» **Provided data**:

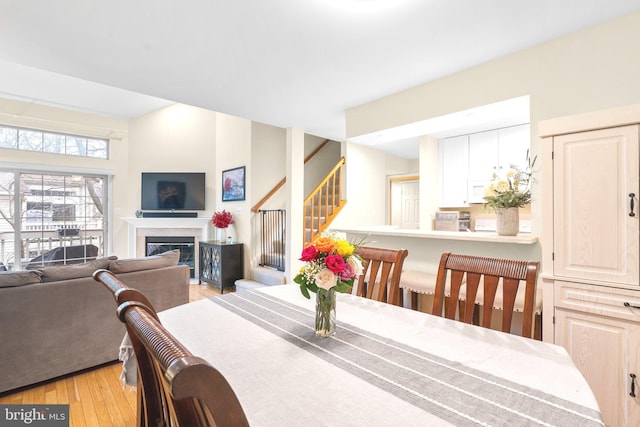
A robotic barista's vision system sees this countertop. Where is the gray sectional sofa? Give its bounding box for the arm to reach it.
[0,251,189,393]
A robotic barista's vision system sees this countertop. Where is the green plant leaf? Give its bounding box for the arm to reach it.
[300,283,311,299]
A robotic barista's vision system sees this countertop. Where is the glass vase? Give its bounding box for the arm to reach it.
[316,288,336,337]
[216,227,227,243]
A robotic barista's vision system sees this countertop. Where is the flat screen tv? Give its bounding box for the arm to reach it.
[140,172,205,211]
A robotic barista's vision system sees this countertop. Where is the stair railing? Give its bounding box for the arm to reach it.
[303,157,346,246]
[251,139,331,212]
[258,209,287,271]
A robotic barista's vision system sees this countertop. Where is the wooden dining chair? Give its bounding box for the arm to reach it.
[94,270,249,427]
[93,269,158,318]
[355,246,409,306]
[432,252,540,338]
[117,301,249,427]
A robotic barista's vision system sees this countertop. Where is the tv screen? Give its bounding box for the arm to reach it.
[140,172,205,211]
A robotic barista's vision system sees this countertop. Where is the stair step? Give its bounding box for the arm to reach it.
[251,267,285,286]
[235,279,267,292]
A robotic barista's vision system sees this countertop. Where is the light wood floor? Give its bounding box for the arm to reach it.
[0,284,220,427]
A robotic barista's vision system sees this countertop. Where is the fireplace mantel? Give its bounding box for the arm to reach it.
[122,217,211,257]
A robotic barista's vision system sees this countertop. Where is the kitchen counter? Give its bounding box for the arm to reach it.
[331,225,538,245]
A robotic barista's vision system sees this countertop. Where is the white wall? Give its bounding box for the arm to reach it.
[346,13,640,244]
[340,13,640,272]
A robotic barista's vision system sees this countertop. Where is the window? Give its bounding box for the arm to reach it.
[0,126,109,159]
[0,170,107,270]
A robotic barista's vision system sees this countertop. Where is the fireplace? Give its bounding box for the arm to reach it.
[145,236,196,278]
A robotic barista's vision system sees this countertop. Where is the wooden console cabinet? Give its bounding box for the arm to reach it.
[199,241,244,293]
[539,105,640,426]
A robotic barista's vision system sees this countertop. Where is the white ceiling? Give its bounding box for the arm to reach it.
[0,0,640,156]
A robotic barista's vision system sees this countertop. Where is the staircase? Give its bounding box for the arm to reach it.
[303,157,347,246]
[242,145,346,291]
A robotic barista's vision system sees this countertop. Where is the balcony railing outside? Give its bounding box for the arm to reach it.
[0,228,104,270]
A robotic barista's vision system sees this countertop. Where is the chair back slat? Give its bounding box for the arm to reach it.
[432,252,539,338]
[355,246,409,306]
[94,270,249,427]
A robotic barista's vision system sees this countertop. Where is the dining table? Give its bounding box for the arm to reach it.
[159,284,604,427]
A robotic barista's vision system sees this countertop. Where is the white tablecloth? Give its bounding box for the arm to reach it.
[160,285,602,427]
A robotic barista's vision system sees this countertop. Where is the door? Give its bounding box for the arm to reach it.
[553,125,640,286]
[400,181,420,229]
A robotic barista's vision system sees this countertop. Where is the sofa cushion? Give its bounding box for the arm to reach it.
[109,249,180,273]
[0,270,42,288]
[40,256,118,282]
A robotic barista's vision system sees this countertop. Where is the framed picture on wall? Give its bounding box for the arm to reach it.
[222,166,245,202]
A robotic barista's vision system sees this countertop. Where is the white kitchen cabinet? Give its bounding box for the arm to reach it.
[538,105,640,426]
[438,135,469,207]
[468,124,531,203]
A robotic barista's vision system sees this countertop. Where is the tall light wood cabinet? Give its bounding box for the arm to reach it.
[539,105,640,426]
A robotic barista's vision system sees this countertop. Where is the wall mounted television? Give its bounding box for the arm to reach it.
[140,172,205,211]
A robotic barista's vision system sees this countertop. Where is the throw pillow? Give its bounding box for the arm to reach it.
[0,270,42,288]
[40,256,118,282]
[109,249,180,273]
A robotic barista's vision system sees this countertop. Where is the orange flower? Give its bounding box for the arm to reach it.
[313,237,336,253]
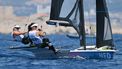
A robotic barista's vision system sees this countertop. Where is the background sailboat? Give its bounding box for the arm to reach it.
[45,0,115,59]
[10,0,115,59]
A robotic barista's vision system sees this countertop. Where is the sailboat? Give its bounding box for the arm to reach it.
[48,0,116,59]
[10,0,116,59]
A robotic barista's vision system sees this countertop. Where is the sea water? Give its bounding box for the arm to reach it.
[0,34,122,69]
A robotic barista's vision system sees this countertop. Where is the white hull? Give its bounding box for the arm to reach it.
[10,46,115,59]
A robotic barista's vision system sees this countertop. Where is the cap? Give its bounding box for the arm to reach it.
[14,25,20,28]
[31,23,38,27]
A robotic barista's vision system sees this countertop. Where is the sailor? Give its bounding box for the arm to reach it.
[12,25,26,41]
[28,23,56,53]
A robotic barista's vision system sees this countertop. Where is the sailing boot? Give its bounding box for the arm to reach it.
[49,45,57,54]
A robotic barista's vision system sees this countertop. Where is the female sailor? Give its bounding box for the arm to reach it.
[28,23,56,54]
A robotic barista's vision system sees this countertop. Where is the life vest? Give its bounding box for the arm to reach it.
[29,30,42,44]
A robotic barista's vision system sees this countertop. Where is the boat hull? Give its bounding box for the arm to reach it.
[69,50,115,59]
[9,46,115,59]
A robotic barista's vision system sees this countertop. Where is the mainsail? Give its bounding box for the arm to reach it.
[96,0,114,48]
[50,0,85,49]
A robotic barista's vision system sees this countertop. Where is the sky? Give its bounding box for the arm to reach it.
[0,0,122,23]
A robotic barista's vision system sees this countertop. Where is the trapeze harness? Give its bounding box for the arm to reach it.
[29,30,42,45]
[12,33,24,41]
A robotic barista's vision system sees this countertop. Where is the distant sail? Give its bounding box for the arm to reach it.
[96,0,113,48]
[50,0,85,46]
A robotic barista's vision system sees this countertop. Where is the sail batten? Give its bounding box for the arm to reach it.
[96,0,113,48]
[50,0,86,49]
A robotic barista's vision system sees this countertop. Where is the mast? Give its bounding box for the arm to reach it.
[96,0,114,48]
[79,0,86,50]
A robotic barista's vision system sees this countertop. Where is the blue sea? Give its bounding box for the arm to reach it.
[0,34,122,69]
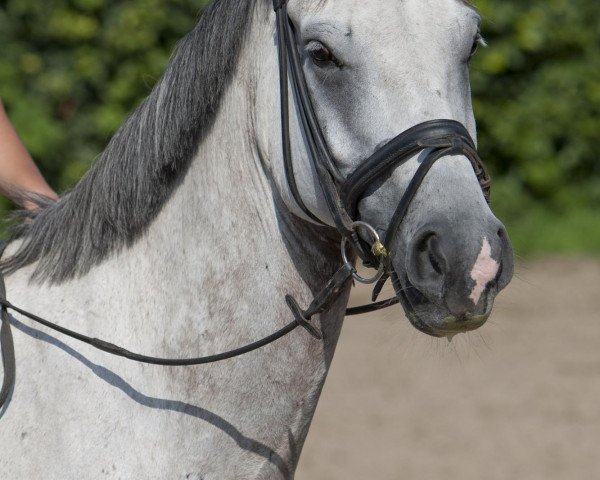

» **Task description**:
Write out the listing again from the line with "the fireplace mantel?" to the line with "[145,236,196,278]", both ends included and requests kept, shifting every bounding-box coordinate in the answers up by 97.

» **Answer to the task**:
A robotic barista's vision system sees this countertop. Where is the fireplace mantel? Give its bounding box for the arm to reach it.
[219,314,308,354]
A robotic barista's vision system sees this countertop. Where is the kitchen counter? Give its bounding box for the arm to reach it.
[428,322,635,342]
A robotic barista's vision system sees this countertop. Where is the white wall? Give its bounding box for the arm to reach it.
[443,110,737,341]
[437,110,737,369]
A robotic barista's vision system sees this countertop. Where is the window? Give its bounding box for the arm to reach it.
[97,223,206,256]
[97,267,204,367]
A robotic barista's vision system sees this countertop. Where is the fireplace? Give its bounding box for the arm to reach it.
[242,333,293,375]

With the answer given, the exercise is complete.